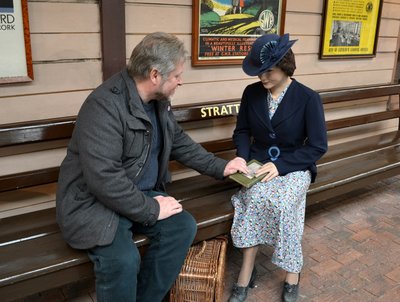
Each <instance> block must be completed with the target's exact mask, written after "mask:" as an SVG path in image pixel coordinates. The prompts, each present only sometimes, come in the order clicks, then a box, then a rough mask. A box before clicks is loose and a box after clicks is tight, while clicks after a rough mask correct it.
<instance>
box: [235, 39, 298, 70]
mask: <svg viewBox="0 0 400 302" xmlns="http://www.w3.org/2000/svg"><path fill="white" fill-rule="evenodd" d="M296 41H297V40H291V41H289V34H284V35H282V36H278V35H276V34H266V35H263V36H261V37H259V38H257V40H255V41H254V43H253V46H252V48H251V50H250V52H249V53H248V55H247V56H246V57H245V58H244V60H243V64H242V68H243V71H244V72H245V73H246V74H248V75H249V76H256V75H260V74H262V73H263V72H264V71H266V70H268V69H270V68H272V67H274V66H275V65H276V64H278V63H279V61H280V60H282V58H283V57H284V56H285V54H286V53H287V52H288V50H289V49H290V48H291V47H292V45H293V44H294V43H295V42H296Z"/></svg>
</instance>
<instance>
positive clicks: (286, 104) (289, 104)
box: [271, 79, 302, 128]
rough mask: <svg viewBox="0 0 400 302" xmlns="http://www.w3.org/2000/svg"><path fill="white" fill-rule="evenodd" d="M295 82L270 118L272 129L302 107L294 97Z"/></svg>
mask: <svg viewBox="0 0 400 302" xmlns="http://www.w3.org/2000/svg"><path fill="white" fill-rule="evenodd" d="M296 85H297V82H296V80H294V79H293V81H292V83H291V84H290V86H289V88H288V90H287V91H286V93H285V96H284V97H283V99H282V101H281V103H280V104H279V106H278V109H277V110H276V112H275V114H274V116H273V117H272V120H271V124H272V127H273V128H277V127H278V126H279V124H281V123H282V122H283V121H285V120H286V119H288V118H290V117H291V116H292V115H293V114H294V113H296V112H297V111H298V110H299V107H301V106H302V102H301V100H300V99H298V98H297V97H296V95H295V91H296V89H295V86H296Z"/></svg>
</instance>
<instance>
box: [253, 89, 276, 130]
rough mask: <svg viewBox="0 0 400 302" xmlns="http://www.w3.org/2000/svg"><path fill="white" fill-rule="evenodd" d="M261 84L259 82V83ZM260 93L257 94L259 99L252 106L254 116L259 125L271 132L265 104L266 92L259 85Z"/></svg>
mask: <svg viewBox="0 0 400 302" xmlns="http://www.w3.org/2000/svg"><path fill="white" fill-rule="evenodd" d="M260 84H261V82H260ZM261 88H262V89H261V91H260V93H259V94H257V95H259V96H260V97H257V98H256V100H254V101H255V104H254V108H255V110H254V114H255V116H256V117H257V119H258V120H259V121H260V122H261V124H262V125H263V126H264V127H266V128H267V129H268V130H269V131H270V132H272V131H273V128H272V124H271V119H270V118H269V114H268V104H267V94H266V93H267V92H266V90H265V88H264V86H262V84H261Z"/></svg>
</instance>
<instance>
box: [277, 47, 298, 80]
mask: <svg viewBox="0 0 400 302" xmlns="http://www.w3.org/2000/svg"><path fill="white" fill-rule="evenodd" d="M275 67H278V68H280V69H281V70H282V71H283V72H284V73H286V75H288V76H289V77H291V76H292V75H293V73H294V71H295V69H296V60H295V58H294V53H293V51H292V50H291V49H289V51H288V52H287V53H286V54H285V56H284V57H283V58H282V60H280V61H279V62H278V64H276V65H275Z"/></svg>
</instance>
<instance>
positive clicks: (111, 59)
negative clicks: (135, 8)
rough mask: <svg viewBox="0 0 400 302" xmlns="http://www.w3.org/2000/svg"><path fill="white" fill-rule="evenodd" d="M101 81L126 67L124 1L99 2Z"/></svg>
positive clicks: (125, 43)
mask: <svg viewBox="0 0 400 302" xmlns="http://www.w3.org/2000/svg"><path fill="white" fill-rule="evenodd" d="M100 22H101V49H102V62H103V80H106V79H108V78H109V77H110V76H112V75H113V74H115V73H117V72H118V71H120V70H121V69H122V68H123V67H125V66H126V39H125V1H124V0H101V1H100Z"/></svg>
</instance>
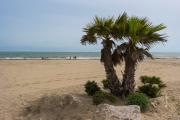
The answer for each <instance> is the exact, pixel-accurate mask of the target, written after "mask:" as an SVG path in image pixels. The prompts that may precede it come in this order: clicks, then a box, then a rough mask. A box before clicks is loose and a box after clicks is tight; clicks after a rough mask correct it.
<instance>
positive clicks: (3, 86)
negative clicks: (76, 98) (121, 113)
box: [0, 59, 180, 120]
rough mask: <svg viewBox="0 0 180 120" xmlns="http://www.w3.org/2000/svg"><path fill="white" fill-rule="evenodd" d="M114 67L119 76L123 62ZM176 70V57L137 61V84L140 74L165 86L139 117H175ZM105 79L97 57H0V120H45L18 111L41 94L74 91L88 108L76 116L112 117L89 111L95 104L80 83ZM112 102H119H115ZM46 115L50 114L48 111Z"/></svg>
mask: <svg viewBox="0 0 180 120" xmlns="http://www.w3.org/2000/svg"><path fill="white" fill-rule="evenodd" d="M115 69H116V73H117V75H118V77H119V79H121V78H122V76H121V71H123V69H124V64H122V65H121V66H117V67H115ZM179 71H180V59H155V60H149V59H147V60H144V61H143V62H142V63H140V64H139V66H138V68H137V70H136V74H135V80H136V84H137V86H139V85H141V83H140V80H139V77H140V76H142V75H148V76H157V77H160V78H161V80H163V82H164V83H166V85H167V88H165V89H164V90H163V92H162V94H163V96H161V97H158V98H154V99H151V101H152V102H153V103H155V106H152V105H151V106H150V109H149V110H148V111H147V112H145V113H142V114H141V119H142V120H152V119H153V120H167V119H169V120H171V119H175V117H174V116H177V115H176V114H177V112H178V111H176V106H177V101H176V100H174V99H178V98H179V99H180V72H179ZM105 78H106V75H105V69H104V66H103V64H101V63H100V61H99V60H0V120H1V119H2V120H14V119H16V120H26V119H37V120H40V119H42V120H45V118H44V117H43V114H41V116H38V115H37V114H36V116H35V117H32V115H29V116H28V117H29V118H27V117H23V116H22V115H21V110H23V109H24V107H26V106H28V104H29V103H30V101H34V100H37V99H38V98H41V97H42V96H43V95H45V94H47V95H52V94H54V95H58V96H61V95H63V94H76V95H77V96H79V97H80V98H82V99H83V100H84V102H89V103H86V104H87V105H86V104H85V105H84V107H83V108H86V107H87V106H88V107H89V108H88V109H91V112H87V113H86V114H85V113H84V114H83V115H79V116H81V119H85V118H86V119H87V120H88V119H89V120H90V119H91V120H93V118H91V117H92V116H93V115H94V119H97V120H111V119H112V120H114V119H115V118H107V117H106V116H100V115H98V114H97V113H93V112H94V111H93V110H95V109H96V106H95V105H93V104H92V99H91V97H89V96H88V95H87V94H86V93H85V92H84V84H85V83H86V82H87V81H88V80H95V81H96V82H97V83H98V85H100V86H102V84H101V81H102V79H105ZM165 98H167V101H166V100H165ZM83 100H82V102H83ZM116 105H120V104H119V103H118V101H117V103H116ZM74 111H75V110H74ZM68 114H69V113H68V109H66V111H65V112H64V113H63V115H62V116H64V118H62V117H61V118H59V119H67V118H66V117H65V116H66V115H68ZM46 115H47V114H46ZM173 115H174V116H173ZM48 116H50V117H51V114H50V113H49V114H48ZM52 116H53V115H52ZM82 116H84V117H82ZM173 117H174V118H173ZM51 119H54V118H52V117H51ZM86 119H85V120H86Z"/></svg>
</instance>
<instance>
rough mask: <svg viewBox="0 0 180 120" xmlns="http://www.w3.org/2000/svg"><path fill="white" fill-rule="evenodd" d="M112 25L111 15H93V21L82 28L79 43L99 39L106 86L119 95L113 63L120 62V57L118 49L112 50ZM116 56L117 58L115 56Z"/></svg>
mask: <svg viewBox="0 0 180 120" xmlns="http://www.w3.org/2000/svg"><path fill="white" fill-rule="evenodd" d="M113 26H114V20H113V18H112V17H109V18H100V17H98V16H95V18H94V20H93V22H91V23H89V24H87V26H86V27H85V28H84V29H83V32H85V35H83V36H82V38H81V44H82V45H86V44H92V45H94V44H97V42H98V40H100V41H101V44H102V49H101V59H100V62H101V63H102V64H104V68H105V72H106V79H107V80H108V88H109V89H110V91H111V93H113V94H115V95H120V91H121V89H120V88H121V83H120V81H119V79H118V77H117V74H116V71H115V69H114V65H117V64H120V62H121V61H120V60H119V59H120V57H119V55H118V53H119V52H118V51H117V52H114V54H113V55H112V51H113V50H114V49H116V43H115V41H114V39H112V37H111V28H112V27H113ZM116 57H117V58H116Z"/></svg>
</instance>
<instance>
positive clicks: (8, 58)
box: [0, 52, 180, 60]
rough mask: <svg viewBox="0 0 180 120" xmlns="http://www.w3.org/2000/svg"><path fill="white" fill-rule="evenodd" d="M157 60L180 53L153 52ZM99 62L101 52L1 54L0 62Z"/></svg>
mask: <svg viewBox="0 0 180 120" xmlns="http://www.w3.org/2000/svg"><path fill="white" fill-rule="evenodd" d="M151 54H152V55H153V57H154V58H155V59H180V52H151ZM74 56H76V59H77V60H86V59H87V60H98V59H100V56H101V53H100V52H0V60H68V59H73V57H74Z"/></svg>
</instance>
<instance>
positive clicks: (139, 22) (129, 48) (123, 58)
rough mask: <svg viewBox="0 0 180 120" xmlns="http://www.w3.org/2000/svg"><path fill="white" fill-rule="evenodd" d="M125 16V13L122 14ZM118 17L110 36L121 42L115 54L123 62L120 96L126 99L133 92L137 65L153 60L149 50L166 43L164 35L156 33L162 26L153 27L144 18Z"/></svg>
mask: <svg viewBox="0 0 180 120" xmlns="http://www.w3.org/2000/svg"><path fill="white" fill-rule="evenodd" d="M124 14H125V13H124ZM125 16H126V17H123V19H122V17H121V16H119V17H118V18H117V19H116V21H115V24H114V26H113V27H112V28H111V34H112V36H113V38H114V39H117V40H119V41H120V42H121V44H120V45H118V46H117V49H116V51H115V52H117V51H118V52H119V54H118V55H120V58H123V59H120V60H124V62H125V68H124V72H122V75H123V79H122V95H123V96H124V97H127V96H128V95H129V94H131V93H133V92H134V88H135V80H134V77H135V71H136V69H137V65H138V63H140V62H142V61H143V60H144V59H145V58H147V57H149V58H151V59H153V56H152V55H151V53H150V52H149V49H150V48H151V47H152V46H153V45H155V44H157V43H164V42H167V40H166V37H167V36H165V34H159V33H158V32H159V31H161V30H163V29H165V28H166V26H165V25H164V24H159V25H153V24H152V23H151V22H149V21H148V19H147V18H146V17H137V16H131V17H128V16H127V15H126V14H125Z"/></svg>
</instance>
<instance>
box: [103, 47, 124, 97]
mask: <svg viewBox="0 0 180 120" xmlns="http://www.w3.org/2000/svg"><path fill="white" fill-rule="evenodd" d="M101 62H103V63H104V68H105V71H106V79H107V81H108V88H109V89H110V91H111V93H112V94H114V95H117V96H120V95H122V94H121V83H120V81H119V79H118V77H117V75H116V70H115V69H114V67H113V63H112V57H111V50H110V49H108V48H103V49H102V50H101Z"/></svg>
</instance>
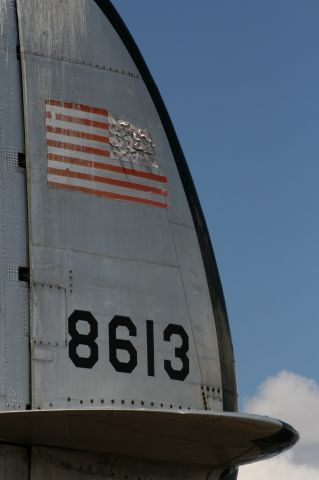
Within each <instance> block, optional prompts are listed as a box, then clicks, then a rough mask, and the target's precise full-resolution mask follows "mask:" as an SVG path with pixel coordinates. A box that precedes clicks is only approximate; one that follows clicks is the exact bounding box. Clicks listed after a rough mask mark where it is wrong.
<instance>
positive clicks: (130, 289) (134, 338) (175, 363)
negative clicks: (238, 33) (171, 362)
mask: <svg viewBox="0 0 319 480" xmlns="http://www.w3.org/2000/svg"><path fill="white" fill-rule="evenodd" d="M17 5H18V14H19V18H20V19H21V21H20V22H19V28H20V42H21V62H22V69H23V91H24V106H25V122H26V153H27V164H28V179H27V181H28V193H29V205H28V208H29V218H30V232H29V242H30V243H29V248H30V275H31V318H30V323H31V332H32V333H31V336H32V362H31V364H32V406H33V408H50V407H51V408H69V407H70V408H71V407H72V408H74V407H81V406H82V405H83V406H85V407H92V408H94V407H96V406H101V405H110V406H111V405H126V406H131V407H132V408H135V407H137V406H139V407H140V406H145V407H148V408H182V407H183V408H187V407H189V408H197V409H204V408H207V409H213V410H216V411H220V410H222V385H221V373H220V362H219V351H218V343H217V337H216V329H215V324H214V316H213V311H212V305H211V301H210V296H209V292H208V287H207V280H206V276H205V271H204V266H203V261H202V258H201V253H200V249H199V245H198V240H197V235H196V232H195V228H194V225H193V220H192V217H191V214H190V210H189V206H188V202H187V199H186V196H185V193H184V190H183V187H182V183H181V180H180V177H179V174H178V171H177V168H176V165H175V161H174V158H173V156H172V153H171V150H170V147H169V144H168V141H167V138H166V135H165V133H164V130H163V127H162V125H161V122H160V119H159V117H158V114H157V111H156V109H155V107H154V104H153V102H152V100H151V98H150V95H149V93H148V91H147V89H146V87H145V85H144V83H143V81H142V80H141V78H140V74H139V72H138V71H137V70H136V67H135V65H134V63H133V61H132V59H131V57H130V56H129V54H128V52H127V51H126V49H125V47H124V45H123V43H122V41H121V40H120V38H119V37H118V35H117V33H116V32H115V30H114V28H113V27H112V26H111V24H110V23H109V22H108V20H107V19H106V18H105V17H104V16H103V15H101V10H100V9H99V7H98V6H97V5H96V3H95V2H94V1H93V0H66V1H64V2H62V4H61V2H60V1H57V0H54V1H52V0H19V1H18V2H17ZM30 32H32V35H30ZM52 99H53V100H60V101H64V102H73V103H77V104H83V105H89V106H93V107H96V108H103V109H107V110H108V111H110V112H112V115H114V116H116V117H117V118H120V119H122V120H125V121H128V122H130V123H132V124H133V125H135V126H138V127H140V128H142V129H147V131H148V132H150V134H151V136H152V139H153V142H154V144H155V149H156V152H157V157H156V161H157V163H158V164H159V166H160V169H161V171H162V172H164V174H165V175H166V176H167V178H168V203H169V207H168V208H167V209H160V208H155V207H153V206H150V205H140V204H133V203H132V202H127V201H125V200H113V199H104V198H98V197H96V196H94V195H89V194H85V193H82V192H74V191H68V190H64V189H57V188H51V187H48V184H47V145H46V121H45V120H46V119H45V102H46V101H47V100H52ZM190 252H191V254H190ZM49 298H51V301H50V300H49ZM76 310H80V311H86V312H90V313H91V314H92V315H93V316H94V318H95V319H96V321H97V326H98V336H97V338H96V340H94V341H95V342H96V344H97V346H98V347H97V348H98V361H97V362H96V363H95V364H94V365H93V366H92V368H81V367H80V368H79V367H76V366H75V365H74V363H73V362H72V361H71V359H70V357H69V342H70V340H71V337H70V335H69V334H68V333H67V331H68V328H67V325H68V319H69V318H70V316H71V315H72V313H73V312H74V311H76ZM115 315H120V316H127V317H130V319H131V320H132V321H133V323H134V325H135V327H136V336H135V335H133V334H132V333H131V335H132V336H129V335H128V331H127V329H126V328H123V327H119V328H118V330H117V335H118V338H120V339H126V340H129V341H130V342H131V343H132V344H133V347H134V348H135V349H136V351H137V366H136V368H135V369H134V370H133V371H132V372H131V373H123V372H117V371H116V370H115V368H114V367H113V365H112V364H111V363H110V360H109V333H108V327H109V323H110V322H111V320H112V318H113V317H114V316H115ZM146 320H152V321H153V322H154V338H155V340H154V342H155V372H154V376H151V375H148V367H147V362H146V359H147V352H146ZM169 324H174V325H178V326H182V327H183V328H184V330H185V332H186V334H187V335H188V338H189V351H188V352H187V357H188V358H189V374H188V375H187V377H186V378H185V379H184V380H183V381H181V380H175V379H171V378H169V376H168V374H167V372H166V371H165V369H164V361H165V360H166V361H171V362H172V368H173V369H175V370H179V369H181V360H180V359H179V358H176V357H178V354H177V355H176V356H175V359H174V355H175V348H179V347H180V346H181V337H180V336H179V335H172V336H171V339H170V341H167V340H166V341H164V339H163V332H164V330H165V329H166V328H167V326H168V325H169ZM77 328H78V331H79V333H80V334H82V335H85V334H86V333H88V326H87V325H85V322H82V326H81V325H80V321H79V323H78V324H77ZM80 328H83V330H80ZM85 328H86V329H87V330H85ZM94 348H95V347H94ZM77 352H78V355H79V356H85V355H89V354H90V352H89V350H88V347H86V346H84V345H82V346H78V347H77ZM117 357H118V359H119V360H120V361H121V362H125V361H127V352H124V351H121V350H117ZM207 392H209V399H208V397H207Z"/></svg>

=======

> Work order
Rewrite the rows from the first one through the line containing "box: [235, 39, 298, 70]", replacing "prompts" with "cues" and changing nothing else. Leave the pictures out.

> Exercise response
Each <instance> block must be completed with the target's exact mask, written after "mask:" as an SVG path in image pixel coordinates. The cues, each present only sometimes, come in the order clicks, then a box, then a rough mask. A box before clicks is loose and a box after clicks is tight, while clicks after a rough mask correct it.
<instance>
box: [235, 39, 298, 70]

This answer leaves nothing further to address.